[Records Boundary: Start]

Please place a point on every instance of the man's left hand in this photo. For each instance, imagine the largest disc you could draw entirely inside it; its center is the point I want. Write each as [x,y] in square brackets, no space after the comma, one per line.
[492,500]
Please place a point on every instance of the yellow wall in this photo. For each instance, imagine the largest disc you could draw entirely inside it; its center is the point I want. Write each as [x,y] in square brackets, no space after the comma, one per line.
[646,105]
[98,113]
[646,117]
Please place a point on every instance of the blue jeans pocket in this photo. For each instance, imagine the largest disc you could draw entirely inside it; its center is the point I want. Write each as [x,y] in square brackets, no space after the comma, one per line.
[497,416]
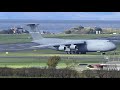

[Records Boundary: End]

Task brief: All the records need to be printed again exactly as written, though without their pictures.

Written solution:
Please place a point on every instance of the man's left hand in this photo. For each instance, imagine the largest disc you could draw entirely inside it; its center is the point I want. Write each as [x,y] in square brackets, no space after the comma, one per line.
[492,500]
Please place a point on every instance of the yellow wall in this photo. For each instance, imagine the largest disc you could draw entirely inside it; its center is the point I want. Write each as [x,y] in square brackets, no space after the comma, one per line.
[646,105]
[98,113]
[646,117]
Please place a point on every instance of the blue jeans pocket in this photo. For each instance, imagine the largest disc you could draw entirely inside it; its center is the point I want. Write each as [x,y] in square brackets, no space after the comma, one per line.
[497,416]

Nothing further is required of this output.